● Set task
Please rewrite everything from the line containing "[indicate] the tulip field" down to the end of the material below, putting "most central" wherever "deepest" appears and leaving all else unchanged.

● Dataset records
____
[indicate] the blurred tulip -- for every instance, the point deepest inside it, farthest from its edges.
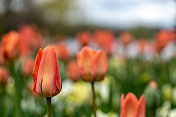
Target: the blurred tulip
(142, 46)
(30, 38)
(105, 39)
(73, 71)
(166, 92)
(27, 66)
(46, 76)
(162, 39)
(31, 86)
(10, 46)
(3, 76)
(152, 95)
(125, 38)
(131, 107)
(92, 64)
(84, 38)
(62, 51)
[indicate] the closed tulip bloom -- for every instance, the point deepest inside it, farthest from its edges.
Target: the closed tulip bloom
(46, 76)
(62, 51)
(92, 64)
(10, 46)
(131, 107)
(27, 66)
(3, 76)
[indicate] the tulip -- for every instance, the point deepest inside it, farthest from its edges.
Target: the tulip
(152, 95)
(92, 64)
(162, 39)
(27, 66)
(10, 46)
(131, 107)
(62, 51)
(46, 76)
(73, 71)
(3, 76)
(125, 38)
(84, 38)
(93, 67)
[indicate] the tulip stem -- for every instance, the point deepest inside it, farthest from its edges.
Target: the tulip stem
(93, 99)
(48, 106)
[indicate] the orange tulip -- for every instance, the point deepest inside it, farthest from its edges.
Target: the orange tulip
(46, 76)
(84, 38)
(125, 38)
(62, 51)
(27, 66)
(131, 107)
(73, 71)
(3, 76)
(92, 64)
(10, 46)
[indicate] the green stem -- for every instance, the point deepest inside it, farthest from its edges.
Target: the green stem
(18, 89)
(93, 98)
(2, 101)
(48, 106)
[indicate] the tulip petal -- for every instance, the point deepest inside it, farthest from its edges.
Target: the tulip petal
(122, 106)
(48, 74)
(130, 105)
(36, 67)
(140, 112)
(84, 59)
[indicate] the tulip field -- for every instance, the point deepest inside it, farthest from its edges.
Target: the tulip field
(91, 74)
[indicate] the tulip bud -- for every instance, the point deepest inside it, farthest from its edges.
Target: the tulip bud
____
● Output below
[indicate] the tulip field -- for every instance, the point most central inside it, farthest from its edges.
Target: the tulip field
(91, 74)
[indicate] the tulip bud -- for every instance, the point most central inside it, farthest from its edges.
Target: the tulip bud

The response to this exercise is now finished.